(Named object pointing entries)
------------
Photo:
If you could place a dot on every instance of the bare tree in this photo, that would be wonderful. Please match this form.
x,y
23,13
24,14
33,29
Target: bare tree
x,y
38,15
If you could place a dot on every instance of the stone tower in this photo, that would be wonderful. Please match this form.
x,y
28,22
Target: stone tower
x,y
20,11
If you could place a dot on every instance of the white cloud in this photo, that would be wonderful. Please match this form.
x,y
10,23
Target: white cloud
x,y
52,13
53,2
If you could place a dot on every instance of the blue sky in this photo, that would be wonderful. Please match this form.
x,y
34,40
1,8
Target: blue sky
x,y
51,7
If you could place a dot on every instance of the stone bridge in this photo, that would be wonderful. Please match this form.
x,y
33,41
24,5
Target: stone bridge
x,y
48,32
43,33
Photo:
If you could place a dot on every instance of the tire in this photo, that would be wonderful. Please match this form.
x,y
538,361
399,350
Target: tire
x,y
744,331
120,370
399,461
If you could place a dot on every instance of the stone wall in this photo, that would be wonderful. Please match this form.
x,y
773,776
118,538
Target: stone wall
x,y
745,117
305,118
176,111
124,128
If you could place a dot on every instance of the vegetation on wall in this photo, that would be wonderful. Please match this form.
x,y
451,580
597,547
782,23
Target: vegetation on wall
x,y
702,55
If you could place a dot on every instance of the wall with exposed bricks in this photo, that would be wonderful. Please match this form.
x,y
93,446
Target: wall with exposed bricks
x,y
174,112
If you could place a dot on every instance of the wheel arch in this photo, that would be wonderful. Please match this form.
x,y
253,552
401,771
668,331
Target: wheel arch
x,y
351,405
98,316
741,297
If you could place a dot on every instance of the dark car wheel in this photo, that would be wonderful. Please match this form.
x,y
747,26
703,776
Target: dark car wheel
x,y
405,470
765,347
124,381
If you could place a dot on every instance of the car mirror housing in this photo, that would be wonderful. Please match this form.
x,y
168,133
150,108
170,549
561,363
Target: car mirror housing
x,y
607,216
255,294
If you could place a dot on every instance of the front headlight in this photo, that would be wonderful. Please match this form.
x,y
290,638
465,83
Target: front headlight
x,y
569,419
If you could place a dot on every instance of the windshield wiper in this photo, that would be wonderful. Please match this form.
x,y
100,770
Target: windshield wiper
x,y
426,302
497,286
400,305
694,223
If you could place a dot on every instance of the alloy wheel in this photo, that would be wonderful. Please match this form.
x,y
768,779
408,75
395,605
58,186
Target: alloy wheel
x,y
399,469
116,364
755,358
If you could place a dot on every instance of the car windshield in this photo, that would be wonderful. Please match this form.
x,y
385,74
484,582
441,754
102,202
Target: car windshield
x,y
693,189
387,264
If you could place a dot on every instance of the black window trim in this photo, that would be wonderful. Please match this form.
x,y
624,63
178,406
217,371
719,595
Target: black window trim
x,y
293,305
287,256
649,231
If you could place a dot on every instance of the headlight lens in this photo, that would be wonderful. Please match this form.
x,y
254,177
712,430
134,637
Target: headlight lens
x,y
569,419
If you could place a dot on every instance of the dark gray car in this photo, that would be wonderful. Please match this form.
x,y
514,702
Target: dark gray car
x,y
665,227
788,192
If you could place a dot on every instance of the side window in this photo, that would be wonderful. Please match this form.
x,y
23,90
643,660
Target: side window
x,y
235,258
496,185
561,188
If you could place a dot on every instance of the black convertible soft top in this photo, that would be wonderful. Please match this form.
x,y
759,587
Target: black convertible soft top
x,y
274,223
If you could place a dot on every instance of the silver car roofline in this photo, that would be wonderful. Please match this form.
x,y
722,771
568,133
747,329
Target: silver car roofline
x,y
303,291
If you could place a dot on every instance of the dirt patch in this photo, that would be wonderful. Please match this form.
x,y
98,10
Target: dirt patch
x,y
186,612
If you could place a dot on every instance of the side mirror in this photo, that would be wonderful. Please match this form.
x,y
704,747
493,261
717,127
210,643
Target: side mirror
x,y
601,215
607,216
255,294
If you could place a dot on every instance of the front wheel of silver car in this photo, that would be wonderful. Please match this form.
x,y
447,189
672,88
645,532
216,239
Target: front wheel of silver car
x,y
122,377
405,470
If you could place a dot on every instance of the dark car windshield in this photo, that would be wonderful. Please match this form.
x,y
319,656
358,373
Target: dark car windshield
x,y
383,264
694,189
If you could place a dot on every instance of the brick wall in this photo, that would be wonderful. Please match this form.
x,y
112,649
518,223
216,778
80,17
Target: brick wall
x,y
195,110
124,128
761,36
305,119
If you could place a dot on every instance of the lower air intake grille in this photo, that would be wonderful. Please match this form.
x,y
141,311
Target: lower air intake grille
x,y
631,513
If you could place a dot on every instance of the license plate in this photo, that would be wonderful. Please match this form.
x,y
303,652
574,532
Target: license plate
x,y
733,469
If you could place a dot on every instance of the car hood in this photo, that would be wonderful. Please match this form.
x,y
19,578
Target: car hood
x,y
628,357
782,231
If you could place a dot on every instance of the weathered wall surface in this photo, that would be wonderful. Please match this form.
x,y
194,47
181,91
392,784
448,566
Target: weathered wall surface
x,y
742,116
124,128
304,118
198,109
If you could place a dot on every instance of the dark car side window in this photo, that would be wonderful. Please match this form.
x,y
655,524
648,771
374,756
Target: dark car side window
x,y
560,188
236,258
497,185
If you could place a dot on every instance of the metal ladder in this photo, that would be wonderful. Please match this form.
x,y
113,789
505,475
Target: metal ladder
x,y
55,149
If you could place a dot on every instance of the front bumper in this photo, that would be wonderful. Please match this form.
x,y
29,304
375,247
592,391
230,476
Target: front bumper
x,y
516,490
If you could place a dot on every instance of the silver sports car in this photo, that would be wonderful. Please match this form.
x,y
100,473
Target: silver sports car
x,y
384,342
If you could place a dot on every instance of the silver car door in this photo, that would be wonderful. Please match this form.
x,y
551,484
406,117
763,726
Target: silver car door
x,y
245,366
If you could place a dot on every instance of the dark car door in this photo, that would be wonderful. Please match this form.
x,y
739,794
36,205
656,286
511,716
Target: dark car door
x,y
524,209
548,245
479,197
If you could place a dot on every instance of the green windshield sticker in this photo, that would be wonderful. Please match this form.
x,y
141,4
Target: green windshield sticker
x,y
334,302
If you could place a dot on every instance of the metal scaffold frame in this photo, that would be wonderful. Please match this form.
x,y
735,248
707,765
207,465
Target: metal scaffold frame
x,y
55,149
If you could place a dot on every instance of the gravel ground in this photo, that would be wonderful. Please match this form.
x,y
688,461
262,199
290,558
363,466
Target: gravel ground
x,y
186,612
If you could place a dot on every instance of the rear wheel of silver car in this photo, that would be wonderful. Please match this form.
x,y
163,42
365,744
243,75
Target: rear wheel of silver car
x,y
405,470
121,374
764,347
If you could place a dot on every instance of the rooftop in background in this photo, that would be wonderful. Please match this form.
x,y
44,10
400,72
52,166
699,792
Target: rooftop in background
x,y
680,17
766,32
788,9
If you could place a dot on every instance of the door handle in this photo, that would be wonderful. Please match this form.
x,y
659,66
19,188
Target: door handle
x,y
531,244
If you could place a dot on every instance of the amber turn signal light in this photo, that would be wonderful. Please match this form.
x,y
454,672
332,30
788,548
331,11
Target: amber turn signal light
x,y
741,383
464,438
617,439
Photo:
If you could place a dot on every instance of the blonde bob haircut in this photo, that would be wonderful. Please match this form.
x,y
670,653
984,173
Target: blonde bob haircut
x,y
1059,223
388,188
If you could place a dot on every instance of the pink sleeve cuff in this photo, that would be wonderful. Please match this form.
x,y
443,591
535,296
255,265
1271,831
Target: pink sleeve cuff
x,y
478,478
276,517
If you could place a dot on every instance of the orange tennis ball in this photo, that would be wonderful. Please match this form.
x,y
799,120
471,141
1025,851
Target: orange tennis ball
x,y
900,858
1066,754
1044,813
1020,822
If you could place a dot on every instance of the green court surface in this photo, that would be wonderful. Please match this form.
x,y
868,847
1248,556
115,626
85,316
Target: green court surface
------------
Work to do:
Reproduce the lines exactly, beginning with the line that contains "of the pink" and continuing through the final line of the entries.

Result of the task:
If you could place a dot on every instance of the pink sleeve cuff in this photo, that would be wonderful. Please match this form.
x,y
443,591
535,296
255,265
1271,831
Target: pink sleeve cuff
x,y
478,478
276,517
If you could place a dot on every instance of the orange tennis ball in this photo, that would be wonderful. Please match this form.
x,y
799,120
471,141
1025,851
Target: orange tennis ball
x,y
900,858
1066,754
1044,813
1020,822
If you could place a dot on every instance of the green court surface in this photo, that would be wonderful. Please match this form.
x,y
868,847
1248,556
115,626
85,316
Target: green court surface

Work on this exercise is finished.